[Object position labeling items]
↓↓↓
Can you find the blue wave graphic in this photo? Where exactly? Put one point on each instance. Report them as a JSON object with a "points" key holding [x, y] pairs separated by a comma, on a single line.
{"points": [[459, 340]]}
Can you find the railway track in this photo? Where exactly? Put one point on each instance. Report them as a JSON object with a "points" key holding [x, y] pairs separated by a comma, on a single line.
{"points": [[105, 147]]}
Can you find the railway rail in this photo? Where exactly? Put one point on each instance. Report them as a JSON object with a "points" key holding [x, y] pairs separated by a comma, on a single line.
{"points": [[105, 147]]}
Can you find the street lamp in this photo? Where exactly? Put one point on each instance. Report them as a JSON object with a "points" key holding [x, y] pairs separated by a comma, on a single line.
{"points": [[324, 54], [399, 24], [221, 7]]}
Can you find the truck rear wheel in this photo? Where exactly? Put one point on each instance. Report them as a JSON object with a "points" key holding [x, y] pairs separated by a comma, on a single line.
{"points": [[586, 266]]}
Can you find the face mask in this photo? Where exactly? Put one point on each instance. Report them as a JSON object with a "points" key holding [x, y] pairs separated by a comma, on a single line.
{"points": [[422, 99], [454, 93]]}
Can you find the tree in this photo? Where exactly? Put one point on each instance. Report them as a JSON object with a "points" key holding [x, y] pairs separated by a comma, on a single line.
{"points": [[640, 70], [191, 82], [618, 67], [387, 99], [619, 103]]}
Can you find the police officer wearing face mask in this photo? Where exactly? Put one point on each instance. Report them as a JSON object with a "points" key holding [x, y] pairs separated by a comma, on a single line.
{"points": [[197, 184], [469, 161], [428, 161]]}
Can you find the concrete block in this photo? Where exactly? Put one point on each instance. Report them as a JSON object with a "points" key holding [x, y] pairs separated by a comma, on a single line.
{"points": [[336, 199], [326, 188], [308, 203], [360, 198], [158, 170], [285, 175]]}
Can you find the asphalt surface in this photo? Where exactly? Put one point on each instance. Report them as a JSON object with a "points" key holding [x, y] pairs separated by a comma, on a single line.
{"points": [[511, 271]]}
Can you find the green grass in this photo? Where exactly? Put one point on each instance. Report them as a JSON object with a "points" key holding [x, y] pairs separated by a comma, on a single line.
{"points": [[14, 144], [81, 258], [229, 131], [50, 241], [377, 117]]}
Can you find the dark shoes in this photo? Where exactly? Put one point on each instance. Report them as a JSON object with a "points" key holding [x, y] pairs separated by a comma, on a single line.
↑↑↑
Request: Recast the stretch from the line containing "Can you find the green" through the end of the items as a numbered list, omitting any blank lines.

Finished answer:
1. Can you find the green grass in this photo? Where exactly? Put one point on each instance. Report them as a JSON object with a "points" key holding [x, y] pairs separated by a comma, on a single line.
2. {"points": [[14, 144], [81, 258], [229, 131], [50, 241], [377, 117]]}
3. Can you find the dark shoes in this photo? Where exactly? Put one point on each instance. Report them as a JSON object with a "points" key holding [x, y] pairs separated by a comma, on a single line.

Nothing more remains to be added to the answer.